----- SELECTED TEXT -----

A Good Point About Supply Chains

In a piece at The Hill Annelies Goger and Joseph W. Kane make a good point about the supply chain issues that are one component of the economic problems we’re facing. Our supply chain problems did not start with the pandemic but go back much farther:

Shippers and retailers would have been better able to cope with this year’s challenges if public and private leaders had not been so laser-focused on minimizing short-term costs such as labor and inventory. With supportive export-oriented policies and financial deregulation, companies have spent 30-plus years reducing warehousing space, subcontracting and outsourcing production, restructuring work arrangements to cut costs and delaying investments in transportation infrastructure.

In other words, we thoroughly starved the redundancy and agility out of these systems and dramatically increased our reliance on imports, because doing so delivered shareholder profits and “just-in-time” access to cheap goods — until the day our supply chains couldn’t deliver. So it is not surprising that we now face a broken system with no easy fix.

I entertained the possibility of going into a long digression at this point on how “dumping” by other countries, notably Japan, European countries, Taiwan, South Korea, and then China, combined with government inattention, industry consolidation, short-sighted management, labor unions, and ill-considered environmental laws have synergistically worked to cause one industry after another, starting with steel in the 1960s, to vacate our shores, setting the stage of supply chains that are otherwise hard to explain. Rather than that, I will only say that we can never expect American managers, whether in manufacturing or energy production and distribution or whatever to create the redundancy necessary to avoid bottlenecks in place in the absence of substantial government action. That will be fought tooth and nail by economists clinging bitterly to neoliberal doctrines about trade and anarcho-capitalists or minarchists who disapprove of most government action. If they have a plan for the private sector’s addressing the situation without prodding from the government, I’d like to hear it.

-----

#### [TASK]
Pick up the blog post on supply chain problems after its final sentence and continue it. The items that come after the supply chain post are unrelated to it and stand as separate material.

----- GIVEN ENTRIES -----

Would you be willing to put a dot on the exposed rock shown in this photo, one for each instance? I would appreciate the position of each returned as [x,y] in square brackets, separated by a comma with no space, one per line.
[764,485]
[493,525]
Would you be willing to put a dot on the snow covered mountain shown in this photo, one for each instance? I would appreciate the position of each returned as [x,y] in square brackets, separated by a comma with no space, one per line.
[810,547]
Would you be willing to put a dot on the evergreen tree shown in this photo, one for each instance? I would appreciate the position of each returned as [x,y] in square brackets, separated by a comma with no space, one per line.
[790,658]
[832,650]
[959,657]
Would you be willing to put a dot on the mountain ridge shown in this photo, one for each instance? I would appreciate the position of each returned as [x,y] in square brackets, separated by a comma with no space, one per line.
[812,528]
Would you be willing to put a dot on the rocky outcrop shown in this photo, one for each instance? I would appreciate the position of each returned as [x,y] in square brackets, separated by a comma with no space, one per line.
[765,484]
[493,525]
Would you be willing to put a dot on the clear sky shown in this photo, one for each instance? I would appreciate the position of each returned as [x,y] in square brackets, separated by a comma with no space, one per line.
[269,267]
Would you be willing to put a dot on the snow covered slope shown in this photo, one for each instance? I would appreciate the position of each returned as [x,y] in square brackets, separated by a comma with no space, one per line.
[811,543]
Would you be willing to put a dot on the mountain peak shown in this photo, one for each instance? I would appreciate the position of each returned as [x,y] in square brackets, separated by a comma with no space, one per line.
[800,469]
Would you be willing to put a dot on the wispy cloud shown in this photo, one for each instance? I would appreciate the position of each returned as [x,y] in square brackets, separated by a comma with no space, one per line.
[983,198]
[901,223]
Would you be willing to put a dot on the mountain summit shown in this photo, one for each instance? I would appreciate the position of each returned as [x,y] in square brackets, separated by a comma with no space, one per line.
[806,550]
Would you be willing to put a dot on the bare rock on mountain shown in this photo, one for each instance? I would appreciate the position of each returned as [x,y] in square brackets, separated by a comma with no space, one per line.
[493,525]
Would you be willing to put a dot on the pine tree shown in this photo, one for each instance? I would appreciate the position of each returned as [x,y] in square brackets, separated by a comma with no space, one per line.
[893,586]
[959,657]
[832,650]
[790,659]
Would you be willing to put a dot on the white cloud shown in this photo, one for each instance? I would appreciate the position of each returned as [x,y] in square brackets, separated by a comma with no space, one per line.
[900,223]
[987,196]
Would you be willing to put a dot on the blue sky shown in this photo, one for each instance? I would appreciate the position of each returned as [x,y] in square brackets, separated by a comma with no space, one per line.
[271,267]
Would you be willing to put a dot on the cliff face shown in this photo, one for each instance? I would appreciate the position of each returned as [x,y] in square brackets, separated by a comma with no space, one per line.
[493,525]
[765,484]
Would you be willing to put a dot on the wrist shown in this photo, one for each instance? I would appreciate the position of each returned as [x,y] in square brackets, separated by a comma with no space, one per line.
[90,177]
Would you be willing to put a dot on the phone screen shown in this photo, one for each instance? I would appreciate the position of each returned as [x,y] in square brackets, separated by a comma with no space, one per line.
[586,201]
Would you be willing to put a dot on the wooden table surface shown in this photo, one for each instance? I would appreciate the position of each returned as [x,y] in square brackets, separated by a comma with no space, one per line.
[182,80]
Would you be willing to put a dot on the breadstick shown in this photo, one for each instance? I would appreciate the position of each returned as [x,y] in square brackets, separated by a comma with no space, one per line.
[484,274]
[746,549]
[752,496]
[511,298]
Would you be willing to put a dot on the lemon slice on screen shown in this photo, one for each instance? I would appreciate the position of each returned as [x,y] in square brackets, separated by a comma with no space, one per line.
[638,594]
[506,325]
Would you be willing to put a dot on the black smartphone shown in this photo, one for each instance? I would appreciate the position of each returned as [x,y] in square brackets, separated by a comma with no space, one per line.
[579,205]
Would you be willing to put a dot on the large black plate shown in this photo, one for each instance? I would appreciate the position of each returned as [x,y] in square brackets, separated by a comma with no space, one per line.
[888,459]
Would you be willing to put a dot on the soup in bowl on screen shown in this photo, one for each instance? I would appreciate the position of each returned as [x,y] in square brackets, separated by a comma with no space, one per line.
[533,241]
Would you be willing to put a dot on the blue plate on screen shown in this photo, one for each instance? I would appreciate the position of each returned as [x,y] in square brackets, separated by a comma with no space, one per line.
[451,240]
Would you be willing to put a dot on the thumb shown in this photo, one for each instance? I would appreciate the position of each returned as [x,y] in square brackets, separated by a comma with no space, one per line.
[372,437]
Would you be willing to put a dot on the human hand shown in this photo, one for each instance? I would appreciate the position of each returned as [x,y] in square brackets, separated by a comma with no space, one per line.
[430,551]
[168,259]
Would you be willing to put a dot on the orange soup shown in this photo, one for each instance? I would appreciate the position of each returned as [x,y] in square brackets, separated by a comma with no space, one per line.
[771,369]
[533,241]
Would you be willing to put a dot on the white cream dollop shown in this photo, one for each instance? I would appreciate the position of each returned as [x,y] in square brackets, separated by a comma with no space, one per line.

-----

#### [RESPONSE BELOW]
2 comments… add one
  • Drew Link

    “With supportive export-oriented policies and financial deregulation, companies have spent 30-plus years reducing warehousing space, subcontracting and outsourcing production, restructuring work arrangements to cut costs and delaying investments in transportation infrastructure.”

    Nonsense. Nobody says “well, the financial industry is deregulated…….let’s cut our warehouse space.” The biggest drivers gutting the US manufacturing footprint have been managed trade (dumping, really), environmental policy and offshoring to reduce labor costs. On the last point you can blame government, consumers and large corporate businesses. The only guy speaking up about it was accused of being a Russian spy. And we don’t invest in infrastructure because government is too busy buying votes with transfer payments, including the most recent “infrastructure bill.”

    The question no one wants to grapple with on supply chains is that government policy created a hysteria that had knock on effects. No one looked at the costs of policy. We wouldn’t be talking about supply chains without covid policy. We didn’t turn the world upside down in the late 60’s. I’d like to know where we are going to miraculously find these effective government policymakers. They seem to have been in awfully short supply to date.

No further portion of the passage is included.